Task data

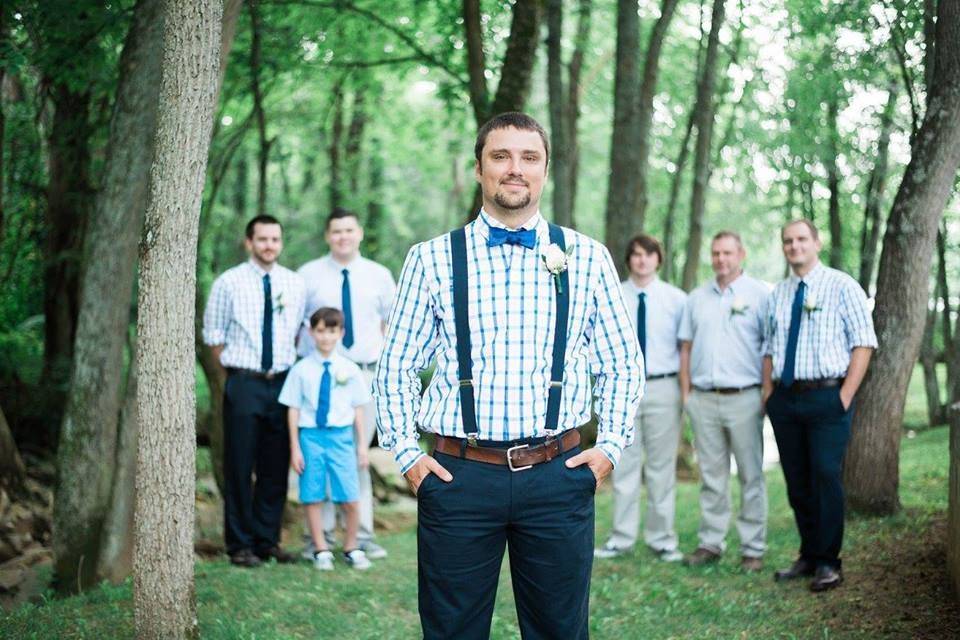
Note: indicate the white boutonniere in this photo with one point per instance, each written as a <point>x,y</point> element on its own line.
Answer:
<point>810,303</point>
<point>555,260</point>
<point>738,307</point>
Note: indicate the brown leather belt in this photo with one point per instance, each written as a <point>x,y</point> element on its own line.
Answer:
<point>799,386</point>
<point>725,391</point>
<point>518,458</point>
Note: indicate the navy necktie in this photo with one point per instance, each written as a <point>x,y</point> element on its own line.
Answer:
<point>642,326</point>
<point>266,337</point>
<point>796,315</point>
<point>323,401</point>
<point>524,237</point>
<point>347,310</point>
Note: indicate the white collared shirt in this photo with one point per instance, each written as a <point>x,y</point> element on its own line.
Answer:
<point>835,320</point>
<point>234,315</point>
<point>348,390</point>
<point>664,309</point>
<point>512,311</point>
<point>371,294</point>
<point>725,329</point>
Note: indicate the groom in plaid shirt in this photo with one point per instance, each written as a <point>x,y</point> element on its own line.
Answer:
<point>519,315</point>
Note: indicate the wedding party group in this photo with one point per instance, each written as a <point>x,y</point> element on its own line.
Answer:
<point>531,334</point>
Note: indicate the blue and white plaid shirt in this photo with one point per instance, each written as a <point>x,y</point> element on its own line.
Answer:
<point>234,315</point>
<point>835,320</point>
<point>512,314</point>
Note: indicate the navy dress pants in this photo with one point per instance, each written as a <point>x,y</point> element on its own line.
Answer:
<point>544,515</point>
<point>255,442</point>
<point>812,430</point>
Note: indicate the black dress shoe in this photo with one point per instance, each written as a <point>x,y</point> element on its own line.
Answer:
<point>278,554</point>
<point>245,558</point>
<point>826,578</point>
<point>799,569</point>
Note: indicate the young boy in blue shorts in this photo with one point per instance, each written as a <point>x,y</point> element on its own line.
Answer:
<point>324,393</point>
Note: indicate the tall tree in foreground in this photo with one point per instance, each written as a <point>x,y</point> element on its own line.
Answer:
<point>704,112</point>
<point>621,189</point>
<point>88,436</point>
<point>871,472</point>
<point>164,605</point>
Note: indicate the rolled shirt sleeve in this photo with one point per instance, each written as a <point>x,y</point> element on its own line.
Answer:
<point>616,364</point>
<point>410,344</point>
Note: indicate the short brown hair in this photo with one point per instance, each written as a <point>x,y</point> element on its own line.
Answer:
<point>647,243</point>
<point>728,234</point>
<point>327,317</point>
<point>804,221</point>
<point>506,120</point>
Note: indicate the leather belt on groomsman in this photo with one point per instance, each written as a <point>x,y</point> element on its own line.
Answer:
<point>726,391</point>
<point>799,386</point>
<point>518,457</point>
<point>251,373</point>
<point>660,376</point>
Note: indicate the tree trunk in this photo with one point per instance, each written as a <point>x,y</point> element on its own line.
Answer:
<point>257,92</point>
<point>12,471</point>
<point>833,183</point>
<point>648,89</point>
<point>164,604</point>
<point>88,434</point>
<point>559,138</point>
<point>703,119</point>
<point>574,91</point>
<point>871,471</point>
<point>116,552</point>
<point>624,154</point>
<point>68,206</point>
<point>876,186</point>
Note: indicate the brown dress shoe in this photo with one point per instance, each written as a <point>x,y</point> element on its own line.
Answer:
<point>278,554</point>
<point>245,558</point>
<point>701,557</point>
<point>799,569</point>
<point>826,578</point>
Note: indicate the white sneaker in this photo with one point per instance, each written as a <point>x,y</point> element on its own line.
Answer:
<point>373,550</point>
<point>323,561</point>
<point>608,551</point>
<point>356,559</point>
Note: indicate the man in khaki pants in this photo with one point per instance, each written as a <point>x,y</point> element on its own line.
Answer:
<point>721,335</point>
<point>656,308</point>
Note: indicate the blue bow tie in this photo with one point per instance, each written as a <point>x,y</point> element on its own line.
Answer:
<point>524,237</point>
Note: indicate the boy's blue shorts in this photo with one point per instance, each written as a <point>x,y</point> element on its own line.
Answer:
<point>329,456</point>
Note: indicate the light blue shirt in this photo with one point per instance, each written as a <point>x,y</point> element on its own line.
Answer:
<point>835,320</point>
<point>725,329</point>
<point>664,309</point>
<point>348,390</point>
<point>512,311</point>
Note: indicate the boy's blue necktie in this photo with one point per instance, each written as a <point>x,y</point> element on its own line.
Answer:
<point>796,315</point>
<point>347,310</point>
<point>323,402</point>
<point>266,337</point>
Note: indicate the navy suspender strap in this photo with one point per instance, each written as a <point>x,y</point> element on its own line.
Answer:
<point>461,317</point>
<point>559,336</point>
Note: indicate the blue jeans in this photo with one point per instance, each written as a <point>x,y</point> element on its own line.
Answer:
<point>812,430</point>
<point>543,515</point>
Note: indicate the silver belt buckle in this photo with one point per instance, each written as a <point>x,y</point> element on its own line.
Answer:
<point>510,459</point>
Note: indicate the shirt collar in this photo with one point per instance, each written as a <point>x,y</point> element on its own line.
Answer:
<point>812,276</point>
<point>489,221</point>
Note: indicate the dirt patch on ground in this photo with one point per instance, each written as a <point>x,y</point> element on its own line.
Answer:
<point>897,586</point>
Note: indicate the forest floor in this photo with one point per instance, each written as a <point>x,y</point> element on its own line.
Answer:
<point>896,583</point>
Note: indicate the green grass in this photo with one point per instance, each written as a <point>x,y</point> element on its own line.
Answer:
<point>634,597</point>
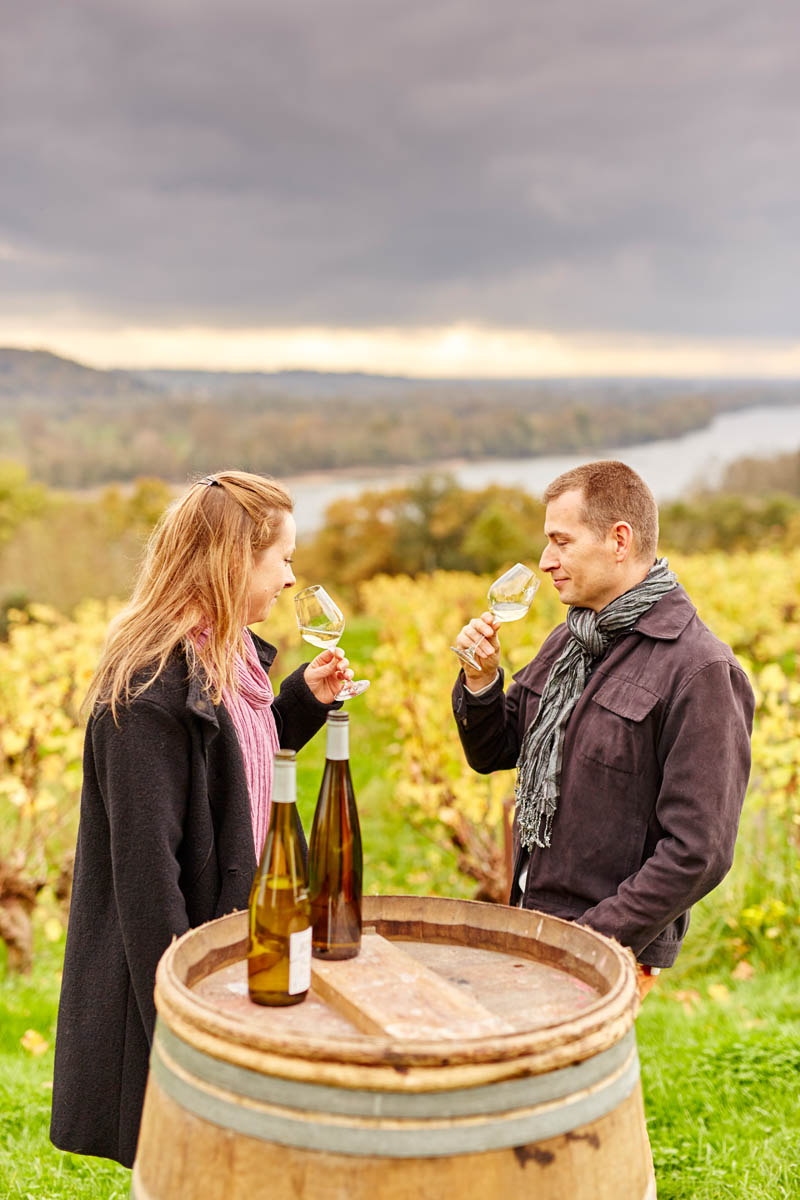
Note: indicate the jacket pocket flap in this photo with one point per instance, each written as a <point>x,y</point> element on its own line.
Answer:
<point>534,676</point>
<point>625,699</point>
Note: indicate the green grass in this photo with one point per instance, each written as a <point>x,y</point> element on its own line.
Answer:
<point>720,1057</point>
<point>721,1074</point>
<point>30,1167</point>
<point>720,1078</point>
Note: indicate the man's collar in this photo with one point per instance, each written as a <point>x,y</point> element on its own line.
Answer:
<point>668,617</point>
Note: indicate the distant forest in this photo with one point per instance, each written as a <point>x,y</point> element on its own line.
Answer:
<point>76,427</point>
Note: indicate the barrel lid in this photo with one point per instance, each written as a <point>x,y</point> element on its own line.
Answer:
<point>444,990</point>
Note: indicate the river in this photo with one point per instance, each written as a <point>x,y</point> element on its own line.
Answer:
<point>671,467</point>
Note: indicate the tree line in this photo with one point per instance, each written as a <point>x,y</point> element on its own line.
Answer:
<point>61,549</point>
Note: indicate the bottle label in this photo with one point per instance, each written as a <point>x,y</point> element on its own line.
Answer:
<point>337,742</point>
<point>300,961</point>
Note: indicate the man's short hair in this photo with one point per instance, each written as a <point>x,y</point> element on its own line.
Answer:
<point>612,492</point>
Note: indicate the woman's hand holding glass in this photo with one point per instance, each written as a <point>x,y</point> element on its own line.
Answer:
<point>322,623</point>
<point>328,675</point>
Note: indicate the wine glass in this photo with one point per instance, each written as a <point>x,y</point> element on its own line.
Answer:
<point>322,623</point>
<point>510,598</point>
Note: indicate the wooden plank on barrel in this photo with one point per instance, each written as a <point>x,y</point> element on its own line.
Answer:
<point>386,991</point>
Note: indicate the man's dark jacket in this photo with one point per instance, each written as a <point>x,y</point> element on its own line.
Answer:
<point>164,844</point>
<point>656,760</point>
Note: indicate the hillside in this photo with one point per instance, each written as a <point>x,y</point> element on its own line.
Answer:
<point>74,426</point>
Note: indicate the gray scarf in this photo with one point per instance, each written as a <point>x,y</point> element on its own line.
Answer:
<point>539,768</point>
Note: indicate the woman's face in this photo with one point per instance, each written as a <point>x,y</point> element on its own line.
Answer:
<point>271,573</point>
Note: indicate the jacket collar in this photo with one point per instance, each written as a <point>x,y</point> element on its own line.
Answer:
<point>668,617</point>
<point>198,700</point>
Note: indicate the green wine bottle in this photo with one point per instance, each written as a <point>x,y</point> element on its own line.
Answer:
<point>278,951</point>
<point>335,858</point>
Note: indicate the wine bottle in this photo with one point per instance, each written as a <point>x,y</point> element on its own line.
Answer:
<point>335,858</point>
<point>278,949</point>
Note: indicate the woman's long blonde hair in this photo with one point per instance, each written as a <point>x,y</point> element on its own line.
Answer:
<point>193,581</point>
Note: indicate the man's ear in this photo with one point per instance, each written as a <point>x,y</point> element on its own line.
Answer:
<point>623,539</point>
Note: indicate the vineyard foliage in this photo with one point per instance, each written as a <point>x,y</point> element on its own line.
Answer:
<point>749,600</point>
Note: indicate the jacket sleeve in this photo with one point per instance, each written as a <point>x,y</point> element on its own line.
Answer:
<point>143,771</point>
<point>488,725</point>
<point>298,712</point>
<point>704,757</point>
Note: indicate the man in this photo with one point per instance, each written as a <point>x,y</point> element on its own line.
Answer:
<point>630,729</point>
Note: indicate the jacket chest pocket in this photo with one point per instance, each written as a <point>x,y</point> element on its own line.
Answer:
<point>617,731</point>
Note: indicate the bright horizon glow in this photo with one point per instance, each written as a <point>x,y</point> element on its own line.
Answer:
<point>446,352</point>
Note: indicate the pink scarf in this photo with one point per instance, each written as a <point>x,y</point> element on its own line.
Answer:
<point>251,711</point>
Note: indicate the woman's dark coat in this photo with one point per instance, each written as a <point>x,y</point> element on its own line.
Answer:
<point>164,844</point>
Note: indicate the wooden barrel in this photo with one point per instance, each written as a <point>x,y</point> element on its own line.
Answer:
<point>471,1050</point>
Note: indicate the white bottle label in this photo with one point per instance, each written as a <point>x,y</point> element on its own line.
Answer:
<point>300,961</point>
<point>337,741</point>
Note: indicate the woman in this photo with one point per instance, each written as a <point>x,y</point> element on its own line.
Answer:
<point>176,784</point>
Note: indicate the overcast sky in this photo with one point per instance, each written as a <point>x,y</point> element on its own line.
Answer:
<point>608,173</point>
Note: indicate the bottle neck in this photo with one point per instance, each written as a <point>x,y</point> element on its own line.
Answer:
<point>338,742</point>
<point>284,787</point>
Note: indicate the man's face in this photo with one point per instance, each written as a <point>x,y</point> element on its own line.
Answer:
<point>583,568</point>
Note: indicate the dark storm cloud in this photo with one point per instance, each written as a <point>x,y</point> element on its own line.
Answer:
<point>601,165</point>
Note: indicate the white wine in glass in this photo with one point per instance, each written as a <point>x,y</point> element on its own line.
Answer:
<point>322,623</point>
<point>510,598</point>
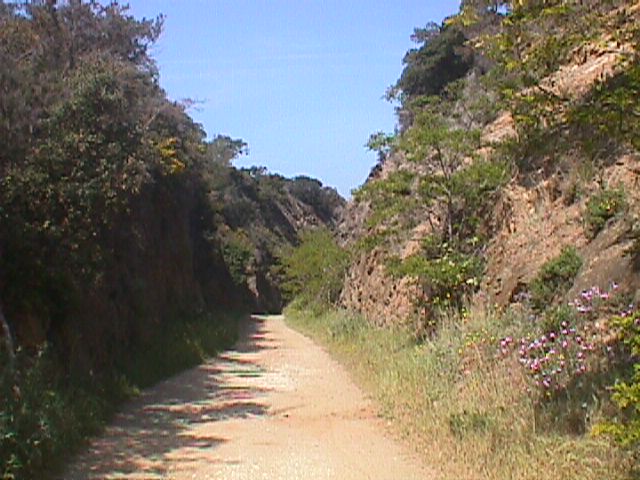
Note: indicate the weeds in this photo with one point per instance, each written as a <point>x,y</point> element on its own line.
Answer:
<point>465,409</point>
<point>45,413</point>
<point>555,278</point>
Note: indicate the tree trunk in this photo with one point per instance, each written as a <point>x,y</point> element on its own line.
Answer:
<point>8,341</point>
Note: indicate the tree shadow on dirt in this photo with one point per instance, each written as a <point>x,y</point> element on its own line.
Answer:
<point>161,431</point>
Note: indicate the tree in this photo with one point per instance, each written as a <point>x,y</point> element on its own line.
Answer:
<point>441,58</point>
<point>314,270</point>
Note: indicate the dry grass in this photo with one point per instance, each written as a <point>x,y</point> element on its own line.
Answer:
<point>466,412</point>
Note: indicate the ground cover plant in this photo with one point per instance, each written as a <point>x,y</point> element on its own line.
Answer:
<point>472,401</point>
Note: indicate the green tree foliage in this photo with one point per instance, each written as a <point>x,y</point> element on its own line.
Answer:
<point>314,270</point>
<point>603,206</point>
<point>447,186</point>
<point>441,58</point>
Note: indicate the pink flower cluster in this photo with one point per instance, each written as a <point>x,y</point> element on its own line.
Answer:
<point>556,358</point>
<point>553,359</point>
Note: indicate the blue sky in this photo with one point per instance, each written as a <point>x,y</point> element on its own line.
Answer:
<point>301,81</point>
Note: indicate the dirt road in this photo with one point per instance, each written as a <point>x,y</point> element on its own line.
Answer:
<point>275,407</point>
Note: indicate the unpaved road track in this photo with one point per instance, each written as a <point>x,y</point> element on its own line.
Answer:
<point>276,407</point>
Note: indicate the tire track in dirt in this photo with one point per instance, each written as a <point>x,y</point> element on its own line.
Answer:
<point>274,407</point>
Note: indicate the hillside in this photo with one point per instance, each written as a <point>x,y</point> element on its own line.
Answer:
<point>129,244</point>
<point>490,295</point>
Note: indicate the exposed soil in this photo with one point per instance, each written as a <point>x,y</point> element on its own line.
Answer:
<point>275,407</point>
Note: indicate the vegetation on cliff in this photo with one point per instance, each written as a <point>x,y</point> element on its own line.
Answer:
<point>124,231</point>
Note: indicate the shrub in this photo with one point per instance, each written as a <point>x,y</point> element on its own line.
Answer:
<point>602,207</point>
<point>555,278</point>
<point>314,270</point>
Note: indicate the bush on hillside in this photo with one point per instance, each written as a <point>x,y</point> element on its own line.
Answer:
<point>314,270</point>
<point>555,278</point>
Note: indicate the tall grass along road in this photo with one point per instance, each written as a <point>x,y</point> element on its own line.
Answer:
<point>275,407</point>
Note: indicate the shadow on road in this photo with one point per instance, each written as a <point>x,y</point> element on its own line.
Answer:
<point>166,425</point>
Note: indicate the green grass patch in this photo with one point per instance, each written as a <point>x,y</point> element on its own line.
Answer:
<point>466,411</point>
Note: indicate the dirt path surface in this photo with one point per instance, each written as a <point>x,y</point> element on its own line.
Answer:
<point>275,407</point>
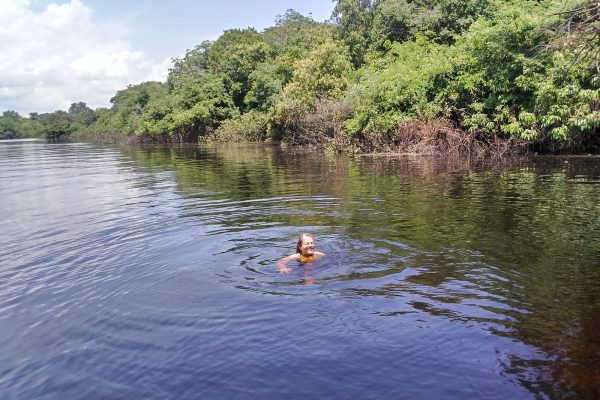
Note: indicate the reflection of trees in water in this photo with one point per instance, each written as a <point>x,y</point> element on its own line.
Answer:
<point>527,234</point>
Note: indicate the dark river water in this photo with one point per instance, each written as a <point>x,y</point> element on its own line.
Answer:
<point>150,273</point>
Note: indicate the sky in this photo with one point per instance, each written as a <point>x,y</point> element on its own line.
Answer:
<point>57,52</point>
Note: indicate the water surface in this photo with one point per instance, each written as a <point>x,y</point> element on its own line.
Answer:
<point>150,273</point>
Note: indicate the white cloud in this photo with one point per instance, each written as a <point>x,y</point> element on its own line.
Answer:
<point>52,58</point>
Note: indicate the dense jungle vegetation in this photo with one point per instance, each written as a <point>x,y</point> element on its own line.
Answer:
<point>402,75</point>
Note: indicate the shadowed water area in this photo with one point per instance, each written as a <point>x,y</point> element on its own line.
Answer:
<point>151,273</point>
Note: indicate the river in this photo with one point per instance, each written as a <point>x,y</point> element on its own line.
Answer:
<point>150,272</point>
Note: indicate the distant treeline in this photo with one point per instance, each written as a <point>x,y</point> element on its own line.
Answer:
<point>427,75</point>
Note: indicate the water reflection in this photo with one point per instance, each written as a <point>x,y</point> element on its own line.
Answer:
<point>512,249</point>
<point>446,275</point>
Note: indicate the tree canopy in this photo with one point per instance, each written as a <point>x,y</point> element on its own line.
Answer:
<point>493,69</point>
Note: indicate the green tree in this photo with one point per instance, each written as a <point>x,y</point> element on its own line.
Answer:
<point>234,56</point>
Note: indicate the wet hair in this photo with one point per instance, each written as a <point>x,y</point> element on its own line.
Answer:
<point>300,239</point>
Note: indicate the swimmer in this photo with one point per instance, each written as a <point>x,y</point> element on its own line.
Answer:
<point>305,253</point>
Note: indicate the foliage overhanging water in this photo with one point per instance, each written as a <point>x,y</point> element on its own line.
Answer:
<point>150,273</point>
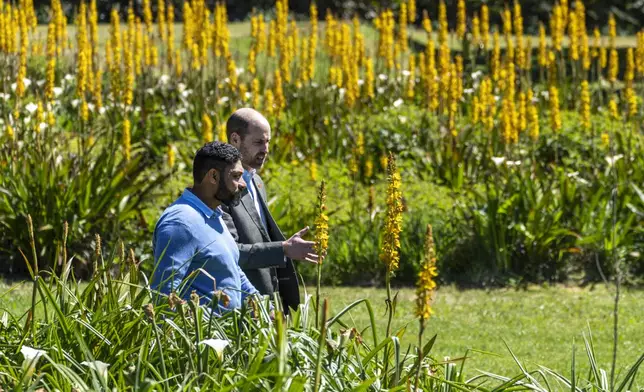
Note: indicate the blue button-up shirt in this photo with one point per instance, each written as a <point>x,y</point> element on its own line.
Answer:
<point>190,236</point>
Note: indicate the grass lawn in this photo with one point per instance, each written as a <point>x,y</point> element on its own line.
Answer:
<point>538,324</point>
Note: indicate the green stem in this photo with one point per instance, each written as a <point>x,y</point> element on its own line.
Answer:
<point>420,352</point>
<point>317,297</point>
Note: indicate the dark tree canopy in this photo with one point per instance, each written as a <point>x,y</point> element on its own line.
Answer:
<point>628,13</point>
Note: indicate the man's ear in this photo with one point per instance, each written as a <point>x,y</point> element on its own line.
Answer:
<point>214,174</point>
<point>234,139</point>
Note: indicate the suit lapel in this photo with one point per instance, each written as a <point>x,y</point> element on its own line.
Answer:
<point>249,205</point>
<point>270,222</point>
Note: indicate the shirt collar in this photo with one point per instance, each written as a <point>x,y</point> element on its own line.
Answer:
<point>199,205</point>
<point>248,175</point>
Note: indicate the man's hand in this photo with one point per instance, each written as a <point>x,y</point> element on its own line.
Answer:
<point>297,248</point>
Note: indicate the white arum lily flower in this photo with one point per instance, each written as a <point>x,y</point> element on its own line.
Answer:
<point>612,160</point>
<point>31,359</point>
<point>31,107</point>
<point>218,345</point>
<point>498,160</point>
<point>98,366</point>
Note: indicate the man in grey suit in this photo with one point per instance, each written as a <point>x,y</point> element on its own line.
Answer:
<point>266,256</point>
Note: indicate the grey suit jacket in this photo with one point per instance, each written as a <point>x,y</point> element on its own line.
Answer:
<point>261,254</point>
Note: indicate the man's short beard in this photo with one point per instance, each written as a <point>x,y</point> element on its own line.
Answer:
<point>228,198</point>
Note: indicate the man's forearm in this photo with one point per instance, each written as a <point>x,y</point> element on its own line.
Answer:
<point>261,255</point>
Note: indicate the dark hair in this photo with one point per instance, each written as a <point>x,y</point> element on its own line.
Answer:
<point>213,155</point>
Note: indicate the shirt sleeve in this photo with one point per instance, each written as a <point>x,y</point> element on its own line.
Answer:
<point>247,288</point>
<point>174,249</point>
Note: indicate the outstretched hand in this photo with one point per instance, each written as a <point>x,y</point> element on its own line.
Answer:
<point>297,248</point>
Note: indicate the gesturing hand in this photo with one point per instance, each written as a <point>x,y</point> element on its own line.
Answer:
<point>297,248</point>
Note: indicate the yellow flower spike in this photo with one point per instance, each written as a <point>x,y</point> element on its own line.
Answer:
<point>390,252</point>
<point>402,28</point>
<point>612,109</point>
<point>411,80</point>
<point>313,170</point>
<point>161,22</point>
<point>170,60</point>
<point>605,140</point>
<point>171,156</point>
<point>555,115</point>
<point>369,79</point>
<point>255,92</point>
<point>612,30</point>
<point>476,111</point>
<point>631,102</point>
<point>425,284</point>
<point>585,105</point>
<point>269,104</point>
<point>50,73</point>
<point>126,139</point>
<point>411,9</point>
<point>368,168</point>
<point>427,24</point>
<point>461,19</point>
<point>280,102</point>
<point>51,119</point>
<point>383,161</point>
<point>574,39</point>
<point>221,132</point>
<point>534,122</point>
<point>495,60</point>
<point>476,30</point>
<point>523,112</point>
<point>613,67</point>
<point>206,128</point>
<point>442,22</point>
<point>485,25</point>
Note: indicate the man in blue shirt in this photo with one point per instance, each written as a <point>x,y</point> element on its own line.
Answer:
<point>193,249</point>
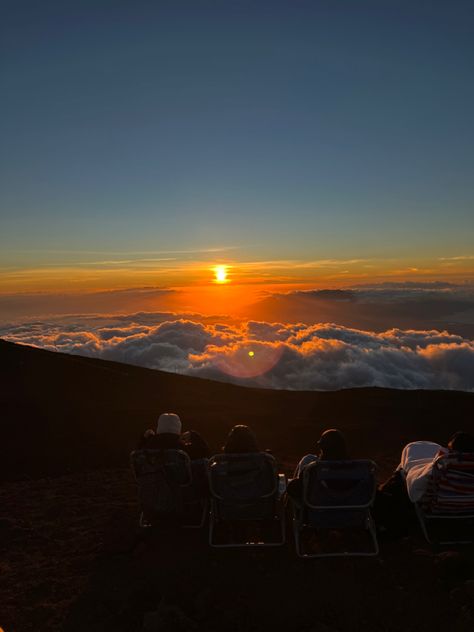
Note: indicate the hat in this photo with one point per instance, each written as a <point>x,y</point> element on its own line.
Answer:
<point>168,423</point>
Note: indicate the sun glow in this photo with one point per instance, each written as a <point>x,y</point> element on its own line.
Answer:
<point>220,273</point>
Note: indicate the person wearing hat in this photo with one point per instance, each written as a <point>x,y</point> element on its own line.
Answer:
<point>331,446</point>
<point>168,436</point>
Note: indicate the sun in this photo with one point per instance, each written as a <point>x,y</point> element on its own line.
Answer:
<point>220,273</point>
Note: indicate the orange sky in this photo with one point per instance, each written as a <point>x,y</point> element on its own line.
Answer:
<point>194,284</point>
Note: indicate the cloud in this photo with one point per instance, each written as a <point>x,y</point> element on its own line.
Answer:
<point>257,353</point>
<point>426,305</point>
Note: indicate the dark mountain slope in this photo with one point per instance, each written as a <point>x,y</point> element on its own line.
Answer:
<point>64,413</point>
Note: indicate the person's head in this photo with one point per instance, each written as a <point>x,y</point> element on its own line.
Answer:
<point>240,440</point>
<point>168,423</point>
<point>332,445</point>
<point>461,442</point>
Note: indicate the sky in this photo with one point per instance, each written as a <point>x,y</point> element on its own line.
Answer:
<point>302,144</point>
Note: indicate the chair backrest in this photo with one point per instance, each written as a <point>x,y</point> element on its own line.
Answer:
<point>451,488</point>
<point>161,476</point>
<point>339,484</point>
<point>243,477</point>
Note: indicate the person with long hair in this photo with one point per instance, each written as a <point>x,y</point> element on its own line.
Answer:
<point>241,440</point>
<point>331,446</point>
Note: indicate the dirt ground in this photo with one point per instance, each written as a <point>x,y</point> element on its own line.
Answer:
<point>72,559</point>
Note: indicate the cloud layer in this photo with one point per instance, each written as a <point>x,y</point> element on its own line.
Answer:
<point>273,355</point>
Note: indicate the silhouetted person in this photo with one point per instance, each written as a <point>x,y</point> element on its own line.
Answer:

What needs to be done
Using the material above, extract the line that contains "Note: indicate the chair" and every line after it, exactly as given; stop at the last line.

Complete output
Note: indicate the chair backrest in this photo with one point per instance, each written as a <point>x,y</point> element on its own line.
Answer:
<point>451,488</point>
<point>161,476</point>
<point>339,484</point>
<point>243,477</point>
Note: indicate the person with long hair in this photo with one point per instance, each written as a <point>x,y</point> element on its own line.
Answer:
<point>241,440</point>
<point>331,446</point>
Note: indicate the dirt ground in this photo with one point per instance, each written as a <point>x,y</point> element on its own line.
Answer:
<point>72,559</point>
Note: indicate the cloud layer in this photo with one point per instance, each written as a <point>x,y</point> element on its own line.
Answer:
<point>273,355</point>
Note: indicate the silhouetted person in this photo with one point per instance, each written as a <point>x,y</point> element on its own line.
Answer:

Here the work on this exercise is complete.